» **Goal**:
Count the lines in the material below that contain the string "scruffy", treating uppercase and lowercase as different, and give only that number.

-- Start Supplied records --

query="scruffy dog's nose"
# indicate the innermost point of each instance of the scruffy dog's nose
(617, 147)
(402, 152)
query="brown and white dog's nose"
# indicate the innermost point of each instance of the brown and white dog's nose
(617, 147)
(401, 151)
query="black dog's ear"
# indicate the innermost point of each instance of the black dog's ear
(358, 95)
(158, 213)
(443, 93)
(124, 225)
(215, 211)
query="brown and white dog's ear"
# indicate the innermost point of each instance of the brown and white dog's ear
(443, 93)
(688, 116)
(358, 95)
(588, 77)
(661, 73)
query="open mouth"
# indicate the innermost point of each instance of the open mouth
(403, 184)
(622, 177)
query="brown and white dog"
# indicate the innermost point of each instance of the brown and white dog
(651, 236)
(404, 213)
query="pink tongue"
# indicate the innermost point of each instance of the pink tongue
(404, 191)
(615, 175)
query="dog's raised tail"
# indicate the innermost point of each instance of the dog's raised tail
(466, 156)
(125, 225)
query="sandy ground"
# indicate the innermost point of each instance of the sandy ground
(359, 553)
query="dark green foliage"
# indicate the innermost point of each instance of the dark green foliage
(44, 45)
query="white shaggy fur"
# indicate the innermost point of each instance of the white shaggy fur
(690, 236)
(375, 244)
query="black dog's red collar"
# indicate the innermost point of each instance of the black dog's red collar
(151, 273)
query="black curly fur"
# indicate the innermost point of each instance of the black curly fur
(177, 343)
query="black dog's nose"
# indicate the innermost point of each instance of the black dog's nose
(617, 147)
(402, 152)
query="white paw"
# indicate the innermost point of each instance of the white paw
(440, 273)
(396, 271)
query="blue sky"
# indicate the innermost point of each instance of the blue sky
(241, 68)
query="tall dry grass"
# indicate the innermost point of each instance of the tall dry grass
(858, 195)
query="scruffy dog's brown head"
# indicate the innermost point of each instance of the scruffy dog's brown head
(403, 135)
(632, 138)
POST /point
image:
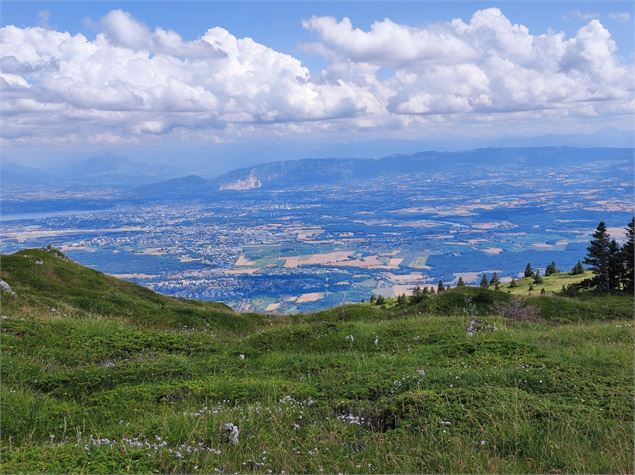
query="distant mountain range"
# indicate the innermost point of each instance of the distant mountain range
(306, 172)
(144, 179)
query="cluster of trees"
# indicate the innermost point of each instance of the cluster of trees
(486, 283)
(611, 264)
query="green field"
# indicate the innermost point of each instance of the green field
(103, 376)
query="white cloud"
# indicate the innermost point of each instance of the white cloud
(487, 65)
(621, 17)
(131, 82)
(582, 16)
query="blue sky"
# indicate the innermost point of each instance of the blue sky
(471, 82)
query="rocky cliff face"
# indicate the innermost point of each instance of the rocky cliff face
(248, 183)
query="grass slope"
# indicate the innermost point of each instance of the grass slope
(355, 389)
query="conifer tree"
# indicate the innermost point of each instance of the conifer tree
(529, 271)
(495, 281)
(551, 269)
(578, 269)
(598, 258)
(628, 277)
(616, 265)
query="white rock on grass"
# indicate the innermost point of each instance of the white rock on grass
(6, 287)
(233, 433)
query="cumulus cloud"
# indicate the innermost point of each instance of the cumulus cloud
(621, 17)
(131, 81)
(487, 65)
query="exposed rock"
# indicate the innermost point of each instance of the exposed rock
(233, 433)
(6, 287)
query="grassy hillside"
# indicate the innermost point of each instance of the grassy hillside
(552, 284)
(357, 389)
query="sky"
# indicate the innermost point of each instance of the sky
(212, 85)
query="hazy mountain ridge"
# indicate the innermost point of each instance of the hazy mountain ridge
(333, 170)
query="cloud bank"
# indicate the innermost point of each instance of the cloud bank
(132, 82)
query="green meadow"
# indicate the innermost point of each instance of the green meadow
(104, 376)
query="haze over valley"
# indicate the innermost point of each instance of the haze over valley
(310, 234)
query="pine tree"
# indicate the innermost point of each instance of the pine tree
(628, 277)
(578, 269)
(417, 294)
(598, 258)
(529, 271)
(616, 265)
(551, 269)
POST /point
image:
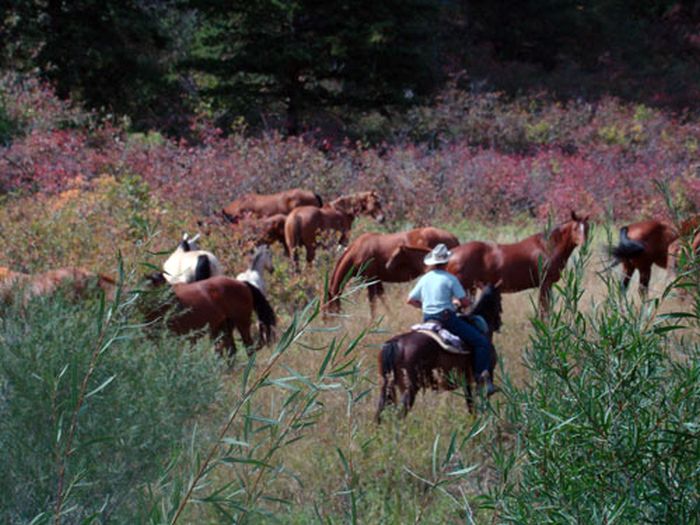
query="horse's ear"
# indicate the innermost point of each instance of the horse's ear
(397, 251)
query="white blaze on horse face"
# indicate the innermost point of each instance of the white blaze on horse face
(581, 233)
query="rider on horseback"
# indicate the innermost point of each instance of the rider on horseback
(434, 294)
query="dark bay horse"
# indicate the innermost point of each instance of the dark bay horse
(219, 304)
(647, 243)
(256, 205)
(380, 257)
(536, 261)
(415, 360)
(77, 281)
(304, 224)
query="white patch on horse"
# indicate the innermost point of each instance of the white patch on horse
(181, 265)
(260, 261)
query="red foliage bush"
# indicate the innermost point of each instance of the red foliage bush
(494, 161)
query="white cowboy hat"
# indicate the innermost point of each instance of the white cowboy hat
(440, 255)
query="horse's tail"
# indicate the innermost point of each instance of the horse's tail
(338, 280)
(387, 358)
(265, 313)
(489, 307)
(203, 269)
(627, 248)
(292, 233)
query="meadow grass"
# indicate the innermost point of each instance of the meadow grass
(299, 442)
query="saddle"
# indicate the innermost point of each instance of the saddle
(446, 339)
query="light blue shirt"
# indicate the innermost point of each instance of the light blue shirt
(435, 290)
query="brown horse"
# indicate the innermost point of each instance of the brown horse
(219, 304)
(255, 205)
(379, 257)
(643, 244)
(415, 360)
(304, 224)
(78, 281)
(535, 261)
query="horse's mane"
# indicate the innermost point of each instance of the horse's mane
(489, 307)
(257, 254)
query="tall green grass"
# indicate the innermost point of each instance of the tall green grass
(607, 428)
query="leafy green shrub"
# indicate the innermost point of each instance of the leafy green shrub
(608, 427)
(91, 409)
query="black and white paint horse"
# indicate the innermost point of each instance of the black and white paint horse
(188, 263)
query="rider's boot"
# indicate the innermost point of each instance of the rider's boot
(485, 384)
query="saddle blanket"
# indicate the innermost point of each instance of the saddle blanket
(448, 339)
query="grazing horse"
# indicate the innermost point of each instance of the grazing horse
(643, 244)
(380, 258)
(188, 263)
(260, 261)
(304, 224)
(219, 304)
(535, 261)
(78, 281)
(415, 360)
(255, 205)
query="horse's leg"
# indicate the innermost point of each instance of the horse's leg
(310, 253)
(408, 398)
(545, 298)
(243, 326)
(644, 278)
(628, 269)
(467, 388)
(382, 399)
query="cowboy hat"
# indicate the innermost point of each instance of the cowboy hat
(440, 255)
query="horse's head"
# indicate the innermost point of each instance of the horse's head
(262, 259)
(407, 258)
(570, 234)
(188, 244)
(373, 206)
(579, 228)
(155, 279)
(489, 306)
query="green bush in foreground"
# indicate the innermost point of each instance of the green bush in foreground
(91, 410)
(608, 427)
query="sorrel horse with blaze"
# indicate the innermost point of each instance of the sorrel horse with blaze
(384, 258)
(647, 243)
(256, 205)
(536, 261)
(304, 224)
(414, 360)
(219, 304)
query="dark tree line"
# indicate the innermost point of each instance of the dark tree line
(156, 60)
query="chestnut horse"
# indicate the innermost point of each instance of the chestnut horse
(535, 261)
(256, 205)
(219, 304)
(415, 360)
(304, 224)
(78, 281)
(643, 244)
(381, 258)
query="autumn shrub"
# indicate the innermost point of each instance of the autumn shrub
(606, 428)
(92, 409)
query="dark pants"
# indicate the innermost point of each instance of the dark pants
(480, 345)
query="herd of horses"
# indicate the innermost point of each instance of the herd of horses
(203, 298)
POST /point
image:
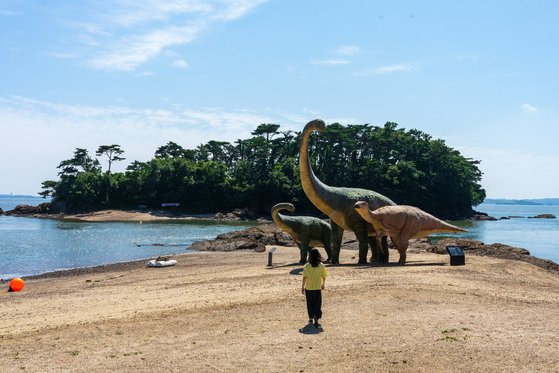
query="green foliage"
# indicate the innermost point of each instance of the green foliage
(407, 166)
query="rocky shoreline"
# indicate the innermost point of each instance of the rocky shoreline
(256, 238)
(43, 211)
(482, 216)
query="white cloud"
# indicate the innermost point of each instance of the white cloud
(508, 174)
(529, 108)
(389, 69)
(121, 35)
(181, 64)
(57, 129)
(331, 62)
(348, 50)
(130, 53)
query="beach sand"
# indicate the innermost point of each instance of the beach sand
(229, 312)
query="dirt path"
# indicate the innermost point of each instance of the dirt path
(228, 312)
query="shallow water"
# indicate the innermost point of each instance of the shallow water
(539, 236)
(31, 246)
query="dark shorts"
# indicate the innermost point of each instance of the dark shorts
(314, 303)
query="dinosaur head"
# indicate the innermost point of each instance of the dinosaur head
(283, 206)
(315, 125)
(361, 207)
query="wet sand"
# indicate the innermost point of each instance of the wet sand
(229, 312)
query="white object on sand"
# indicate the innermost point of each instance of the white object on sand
(161, 263)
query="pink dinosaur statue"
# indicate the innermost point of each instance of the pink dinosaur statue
(402, 223)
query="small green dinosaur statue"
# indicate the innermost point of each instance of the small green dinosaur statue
(403, 223)
(307, 231)
(338, 204)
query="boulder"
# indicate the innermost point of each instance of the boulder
(25, 210)
(543, 216)
(255, 238)
(237, 214)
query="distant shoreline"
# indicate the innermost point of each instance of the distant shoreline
(114, 215)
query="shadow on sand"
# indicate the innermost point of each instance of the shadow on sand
(311, 329)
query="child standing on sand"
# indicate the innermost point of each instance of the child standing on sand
(314, 277)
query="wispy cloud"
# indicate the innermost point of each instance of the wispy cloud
(331, 62)
(389, 69)
(529, 108)
(131, 52)
(181, 64)
(348, 50)
(121, 35)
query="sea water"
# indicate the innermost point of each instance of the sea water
(539, 236)
(31, 246)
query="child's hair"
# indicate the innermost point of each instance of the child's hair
(315, 257)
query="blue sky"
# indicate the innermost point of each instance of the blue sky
(483, 75)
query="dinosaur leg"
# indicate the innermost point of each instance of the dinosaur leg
(383, 248)
(327, 243)
(304, 247)
(402, 248)
(373, 245)
(360, 230)
(337, 233)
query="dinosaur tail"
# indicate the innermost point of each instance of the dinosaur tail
(449, 228)
(277, 208)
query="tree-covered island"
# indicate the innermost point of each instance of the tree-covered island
(408, 166)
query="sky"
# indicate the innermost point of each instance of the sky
(482, 75)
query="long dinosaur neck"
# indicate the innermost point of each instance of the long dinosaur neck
(278, 218)
(368, 216)
(315, 190)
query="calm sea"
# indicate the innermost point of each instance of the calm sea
(31, 246)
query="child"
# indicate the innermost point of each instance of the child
(314, 277)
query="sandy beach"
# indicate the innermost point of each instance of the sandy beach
(229, 312)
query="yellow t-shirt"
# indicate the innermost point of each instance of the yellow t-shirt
(314, 276)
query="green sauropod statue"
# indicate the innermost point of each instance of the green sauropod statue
(338, 204)
(402, 223)
(307, 231)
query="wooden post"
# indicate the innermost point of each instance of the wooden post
(270, 253)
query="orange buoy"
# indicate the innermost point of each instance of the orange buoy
(16, 284)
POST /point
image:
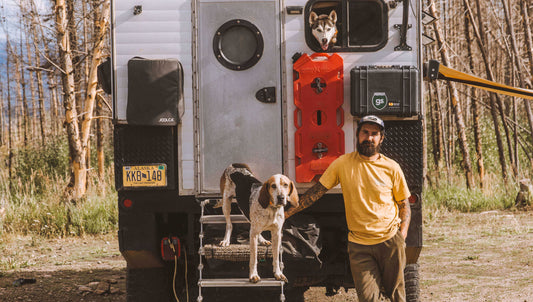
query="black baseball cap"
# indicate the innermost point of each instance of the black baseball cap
(372, 119)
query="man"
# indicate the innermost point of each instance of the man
(377, 212)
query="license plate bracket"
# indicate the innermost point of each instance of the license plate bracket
(147, 175)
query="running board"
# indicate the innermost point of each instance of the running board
(240, 282)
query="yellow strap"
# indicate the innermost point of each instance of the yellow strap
(454, 75)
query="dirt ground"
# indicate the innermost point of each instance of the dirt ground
(466, 257)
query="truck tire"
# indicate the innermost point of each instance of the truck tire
(295, 294)
(147, 284)
(412, 283)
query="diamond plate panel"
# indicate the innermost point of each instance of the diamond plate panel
(404, 143)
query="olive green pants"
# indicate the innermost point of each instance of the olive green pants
(377, 270)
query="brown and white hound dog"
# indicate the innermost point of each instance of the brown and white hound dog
(263, 204)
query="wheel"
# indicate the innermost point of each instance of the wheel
(148, 284)
(295, 294)
(412, 282)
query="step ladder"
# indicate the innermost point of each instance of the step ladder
(230, 282)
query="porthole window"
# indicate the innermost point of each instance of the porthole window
(238, 44)
(362, 25)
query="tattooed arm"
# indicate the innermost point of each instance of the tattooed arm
(308, 198)
(405, 216)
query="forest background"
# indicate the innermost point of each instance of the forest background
(56, 159)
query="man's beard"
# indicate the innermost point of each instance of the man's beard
(367, 148)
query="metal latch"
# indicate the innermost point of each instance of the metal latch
(320, 149)
(318, 83)
(266, 95)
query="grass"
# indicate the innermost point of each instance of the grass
(33, 204)
(454, 196)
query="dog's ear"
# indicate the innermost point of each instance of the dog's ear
(312, 17)
(333, 16)
(294, 199)
(264, 195)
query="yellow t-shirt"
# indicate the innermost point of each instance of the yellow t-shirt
(371, 190)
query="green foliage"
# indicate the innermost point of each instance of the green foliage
(34, 203)
(46, 215)
(36, 166)
(458, 198)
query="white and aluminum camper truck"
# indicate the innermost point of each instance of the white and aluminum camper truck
(200, 84)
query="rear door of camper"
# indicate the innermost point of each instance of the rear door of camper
(239, 97)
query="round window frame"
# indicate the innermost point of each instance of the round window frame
(220, 55)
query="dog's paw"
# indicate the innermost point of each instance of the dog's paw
(264, 242)
(224, 243)
(218, 204)
(255, 278)
(280, 277)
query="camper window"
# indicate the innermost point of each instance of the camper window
(362, 25)
(238, 44)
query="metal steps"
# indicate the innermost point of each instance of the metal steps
(237, 250)
(217, 219)
(239, 282)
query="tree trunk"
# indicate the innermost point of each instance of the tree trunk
(100, 140)
(77, 186)
(475, 108)
(529, 49)
(456, 107)
(9, 123)
(480, 38)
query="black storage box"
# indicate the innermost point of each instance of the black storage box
(385, 90)
(155, 92)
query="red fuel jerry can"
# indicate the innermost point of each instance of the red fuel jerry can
(318, 118)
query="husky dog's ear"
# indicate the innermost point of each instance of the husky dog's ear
(333, 16)
(264, 195)
(312, 18)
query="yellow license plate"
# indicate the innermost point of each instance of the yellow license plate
(144, 176)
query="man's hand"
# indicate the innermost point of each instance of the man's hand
(405, 216)
(308, 198)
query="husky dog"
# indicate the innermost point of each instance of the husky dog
(324, 29)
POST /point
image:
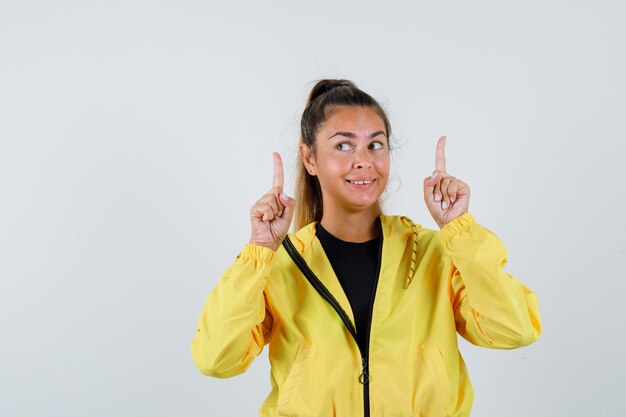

-- End Supplied records --

» **Final result**:
4